### Your assignment
The expected answer is the set of lines in the data below between the line holding "the doorway, newline-separated" and the line holding "ceiling fan, newline-separated", inclusive, written out exactly.

===== The input

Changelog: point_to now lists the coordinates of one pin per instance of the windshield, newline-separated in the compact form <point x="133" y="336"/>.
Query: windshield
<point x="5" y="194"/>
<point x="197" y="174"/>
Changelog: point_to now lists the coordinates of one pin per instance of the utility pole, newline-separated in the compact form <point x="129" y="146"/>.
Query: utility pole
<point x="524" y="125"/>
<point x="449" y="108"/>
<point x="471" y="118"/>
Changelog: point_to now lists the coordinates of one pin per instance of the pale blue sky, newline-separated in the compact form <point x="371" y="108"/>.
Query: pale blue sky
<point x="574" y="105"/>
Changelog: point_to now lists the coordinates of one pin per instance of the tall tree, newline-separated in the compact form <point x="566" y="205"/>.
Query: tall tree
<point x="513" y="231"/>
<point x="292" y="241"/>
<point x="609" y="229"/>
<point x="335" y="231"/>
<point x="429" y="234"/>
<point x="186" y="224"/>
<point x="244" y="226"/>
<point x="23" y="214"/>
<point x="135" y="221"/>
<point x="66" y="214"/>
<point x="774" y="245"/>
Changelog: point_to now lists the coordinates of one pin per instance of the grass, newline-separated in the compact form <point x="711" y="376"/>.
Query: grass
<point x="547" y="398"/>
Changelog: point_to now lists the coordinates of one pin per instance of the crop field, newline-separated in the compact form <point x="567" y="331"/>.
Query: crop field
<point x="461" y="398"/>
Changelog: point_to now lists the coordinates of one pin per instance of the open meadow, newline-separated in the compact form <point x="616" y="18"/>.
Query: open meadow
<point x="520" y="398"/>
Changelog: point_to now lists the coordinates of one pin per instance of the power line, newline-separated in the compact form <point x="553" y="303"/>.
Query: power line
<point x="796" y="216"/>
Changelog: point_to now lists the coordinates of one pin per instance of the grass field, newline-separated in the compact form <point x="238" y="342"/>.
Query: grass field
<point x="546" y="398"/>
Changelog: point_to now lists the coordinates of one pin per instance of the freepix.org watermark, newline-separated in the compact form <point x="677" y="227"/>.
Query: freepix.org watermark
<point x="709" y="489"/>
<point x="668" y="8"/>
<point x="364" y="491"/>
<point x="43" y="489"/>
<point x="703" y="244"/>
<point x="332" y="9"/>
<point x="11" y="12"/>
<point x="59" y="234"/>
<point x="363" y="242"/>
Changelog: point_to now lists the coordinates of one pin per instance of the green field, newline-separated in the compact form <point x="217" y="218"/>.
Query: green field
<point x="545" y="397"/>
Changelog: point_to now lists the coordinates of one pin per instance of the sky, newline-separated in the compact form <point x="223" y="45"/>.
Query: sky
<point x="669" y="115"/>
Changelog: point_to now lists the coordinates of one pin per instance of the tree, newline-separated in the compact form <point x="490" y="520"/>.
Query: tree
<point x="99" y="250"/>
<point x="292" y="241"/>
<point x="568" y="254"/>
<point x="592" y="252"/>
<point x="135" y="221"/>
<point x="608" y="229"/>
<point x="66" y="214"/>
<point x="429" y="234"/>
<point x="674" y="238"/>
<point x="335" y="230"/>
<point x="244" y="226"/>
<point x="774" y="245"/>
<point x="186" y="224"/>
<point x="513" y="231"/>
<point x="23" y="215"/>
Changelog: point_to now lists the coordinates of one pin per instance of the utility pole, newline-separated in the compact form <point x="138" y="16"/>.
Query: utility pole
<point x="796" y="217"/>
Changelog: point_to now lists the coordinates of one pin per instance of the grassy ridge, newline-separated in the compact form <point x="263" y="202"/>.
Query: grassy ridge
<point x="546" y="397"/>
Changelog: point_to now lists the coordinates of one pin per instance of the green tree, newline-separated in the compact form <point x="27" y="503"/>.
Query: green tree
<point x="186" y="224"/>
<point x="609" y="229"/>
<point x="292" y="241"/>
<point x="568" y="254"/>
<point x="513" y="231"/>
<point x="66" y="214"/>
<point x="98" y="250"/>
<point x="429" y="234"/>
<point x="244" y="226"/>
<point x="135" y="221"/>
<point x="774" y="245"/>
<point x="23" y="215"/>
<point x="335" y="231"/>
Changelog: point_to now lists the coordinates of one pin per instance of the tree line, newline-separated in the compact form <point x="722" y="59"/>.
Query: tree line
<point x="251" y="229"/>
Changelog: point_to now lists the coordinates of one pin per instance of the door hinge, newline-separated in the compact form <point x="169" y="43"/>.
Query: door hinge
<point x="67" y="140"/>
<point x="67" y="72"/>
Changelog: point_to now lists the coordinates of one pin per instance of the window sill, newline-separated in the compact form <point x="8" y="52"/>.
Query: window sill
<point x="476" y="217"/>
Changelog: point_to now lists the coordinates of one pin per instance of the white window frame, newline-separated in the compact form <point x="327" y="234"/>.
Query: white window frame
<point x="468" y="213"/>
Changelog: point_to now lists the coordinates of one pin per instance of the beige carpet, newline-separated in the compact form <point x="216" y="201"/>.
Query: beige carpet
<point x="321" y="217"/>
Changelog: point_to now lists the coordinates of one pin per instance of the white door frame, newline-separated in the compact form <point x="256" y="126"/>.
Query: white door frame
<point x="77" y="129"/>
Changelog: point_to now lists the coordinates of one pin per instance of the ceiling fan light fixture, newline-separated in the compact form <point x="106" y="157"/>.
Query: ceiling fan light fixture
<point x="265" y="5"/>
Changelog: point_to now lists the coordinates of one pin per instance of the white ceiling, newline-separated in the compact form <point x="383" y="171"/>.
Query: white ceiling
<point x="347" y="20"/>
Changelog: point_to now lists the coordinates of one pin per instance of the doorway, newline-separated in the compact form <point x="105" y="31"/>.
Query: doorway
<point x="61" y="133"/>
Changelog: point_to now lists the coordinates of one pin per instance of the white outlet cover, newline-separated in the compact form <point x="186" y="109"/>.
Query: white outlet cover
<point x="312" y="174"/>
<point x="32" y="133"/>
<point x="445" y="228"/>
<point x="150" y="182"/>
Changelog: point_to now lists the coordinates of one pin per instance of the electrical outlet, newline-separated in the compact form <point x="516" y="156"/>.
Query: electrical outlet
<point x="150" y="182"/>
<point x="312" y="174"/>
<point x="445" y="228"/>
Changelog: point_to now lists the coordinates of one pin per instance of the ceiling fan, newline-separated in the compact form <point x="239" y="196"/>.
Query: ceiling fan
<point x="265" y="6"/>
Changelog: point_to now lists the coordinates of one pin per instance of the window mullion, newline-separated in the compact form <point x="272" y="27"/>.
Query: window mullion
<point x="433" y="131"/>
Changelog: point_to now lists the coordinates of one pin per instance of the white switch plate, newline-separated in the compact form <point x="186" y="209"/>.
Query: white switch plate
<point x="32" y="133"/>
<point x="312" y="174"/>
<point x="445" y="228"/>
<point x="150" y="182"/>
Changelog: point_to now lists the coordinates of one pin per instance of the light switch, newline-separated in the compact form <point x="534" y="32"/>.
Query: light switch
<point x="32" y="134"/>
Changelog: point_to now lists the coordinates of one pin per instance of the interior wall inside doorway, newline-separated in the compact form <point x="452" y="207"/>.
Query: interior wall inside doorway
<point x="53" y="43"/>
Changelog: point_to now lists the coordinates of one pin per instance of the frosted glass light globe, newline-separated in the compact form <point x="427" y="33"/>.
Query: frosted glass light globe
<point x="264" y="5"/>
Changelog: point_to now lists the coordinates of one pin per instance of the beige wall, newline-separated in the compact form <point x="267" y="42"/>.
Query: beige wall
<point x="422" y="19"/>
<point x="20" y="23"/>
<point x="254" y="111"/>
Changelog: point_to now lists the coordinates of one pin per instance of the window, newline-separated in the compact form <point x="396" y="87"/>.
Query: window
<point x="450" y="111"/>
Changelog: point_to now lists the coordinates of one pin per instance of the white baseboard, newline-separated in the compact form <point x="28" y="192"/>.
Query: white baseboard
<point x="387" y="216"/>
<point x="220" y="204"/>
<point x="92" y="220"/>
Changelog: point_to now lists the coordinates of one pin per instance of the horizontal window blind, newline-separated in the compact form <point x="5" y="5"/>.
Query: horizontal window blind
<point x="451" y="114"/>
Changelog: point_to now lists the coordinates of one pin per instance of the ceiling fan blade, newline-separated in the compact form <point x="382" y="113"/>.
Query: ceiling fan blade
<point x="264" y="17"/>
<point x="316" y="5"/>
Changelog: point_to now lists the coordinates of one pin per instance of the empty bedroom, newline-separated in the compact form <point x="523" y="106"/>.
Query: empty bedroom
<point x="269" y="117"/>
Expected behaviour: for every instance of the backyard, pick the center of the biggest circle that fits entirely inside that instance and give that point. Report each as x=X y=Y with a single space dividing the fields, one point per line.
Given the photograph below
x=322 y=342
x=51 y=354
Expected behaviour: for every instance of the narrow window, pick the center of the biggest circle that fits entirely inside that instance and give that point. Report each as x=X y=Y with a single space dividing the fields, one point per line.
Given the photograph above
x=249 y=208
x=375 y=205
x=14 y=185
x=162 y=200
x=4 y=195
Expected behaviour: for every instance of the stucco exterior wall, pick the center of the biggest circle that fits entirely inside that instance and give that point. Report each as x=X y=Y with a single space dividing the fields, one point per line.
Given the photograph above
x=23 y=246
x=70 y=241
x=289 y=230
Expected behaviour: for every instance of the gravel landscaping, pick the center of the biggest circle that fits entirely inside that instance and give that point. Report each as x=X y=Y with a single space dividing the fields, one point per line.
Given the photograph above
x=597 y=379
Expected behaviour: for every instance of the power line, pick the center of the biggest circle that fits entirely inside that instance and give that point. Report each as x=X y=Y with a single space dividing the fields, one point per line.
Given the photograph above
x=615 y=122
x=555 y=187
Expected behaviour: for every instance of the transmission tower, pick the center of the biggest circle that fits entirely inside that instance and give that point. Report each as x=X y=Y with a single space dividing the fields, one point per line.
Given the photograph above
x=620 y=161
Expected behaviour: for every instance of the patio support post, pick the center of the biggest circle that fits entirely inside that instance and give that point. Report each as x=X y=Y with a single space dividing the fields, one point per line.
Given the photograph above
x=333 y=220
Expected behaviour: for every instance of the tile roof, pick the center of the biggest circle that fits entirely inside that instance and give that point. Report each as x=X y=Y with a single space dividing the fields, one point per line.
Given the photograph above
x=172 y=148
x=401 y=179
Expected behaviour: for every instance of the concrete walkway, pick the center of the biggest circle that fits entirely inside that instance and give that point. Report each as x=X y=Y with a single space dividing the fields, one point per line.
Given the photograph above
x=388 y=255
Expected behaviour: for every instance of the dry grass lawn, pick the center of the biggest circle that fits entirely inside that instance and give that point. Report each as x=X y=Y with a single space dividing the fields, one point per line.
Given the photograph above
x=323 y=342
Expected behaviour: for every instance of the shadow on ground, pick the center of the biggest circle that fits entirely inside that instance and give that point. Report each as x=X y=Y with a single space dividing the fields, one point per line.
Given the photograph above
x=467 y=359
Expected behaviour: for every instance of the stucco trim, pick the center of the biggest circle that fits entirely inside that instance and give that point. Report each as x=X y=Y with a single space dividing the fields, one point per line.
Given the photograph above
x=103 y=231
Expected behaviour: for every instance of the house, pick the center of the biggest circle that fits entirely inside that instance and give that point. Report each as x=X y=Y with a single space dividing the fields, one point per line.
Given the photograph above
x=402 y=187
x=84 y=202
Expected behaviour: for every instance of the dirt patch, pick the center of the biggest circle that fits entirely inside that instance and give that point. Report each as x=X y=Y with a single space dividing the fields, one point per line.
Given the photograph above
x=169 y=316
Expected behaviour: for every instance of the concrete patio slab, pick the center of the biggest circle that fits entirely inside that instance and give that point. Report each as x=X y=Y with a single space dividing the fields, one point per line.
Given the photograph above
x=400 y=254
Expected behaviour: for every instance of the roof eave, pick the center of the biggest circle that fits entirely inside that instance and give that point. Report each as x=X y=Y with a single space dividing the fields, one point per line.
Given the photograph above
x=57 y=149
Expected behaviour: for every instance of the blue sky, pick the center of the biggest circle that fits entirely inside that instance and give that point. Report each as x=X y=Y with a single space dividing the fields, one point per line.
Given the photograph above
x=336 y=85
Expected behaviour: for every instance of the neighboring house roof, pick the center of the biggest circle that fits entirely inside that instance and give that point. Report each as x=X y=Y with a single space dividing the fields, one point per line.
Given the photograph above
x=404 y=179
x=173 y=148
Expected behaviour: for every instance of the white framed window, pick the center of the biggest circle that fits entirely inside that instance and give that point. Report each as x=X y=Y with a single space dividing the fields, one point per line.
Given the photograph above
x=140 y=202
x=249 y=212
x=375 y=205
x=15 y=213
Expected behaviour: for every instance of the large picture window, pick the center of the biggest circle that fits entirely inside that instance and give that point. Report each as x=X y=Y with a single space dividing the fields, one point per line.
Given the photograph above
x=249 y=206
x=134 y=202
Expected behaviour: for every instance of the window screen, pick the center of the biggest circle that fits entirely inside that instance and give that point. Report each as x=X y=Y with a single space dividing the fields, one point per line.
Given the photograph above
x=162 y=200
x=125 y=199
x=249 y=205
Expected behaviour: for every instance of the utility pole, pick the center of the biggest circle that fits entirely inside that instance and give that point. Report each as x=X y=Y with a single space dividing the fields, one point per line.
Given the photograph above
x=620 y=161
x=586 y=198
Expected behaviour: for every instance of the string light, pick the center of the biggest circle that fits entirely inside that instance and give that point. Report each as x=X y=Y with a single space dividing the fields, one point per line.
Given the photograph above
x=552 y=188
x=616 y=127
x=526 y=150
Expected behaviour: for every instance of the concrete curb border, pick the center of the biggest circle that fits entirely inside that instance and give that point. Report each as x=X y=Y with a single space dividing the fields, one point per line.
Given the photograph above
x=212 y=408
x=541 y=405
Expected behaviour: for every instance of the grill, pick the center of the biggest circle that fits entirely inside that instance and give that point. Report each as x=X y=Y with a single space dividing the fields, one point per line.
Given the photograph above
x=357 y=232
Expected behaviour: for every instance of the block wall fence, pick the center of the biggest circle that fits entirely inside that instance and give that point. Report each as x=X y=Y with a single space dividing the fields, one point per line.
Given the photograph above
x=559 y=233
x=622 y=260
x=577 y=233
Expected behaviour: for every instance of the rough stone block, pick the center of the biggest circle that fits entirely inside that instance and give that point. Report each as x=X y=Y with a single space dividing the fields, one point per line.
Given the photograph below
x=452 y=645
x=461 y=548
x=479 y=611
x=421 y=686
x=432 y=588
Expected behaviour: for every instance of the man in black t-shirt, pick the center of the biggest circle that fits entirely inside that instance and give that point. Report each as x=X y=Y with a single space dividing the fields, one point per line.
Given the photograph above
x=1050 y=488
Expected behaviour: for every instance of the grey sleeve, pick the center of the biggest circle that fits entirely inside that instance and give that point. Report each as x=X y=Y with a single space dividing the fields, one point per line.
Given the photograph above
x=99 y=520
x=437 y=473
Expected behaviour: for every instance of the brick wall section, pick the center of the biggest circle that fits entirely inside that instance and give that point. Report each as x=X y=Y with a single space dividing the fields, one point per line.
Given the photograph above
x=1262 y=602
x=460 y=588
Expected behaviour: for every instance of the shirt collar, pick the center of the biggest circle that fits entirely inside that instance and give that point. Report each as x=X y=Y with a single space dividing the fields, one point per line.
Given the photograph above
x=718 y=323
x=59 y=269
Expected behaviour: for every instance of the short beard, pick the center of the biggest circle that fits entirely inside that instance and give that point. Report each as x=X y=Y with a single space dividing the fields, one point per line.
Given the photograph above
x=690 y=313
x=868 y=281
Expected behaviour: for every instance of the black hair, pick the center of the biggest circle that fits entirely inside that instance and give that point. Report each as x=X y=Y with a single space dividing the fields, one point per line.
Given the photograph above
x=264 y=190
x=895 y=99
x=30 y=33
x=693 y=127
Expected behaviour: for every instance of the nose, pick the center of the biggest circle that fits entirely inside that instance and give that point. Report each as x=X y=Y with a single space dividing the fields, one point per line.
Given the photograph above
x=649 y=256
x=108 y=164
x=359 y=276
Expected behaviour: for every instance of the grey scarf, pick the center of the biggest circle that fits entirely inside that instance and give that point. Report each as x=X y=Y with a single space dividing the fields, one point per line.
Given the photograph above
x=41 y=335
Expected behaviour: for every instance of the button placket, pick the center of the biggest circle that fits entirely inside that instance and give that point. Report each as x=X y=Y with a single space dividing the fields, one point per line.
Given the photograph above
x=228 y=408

==========

### Result of this exercise
Changelog: point_to now lists the coordinates of one pin per instance of the doorway, newline-separated in the compact form <point x="105" y="31"/>.
Query: doorway
<point x="61" y="133"/>
Changelog: point_to now lists the coordinates of one pin per instance of the white outlet cover, newline-separated in the compact form <point x="186" y="109"/>.
Query: white outlet cover
<point x="312" y="174"/>
<point x="32" y="133"/>
<point x="445" y="228"/>
<point x="150" y="182"/>
Changelog: point_to now lists the coordinates of one pin per instance of the electrical outlet, newline-separated in the compact form <point x="516" y="156"/>.
Query: electrical outlet
<point x="150" y="182"/>
<point x="312" y="174"/>
<point x="445" y="228"/>
Changelog: point_to now lists the coordinates of one pin per instance of the ceiling fan, newline-separated in the compact form <point x="239" y="196"/>.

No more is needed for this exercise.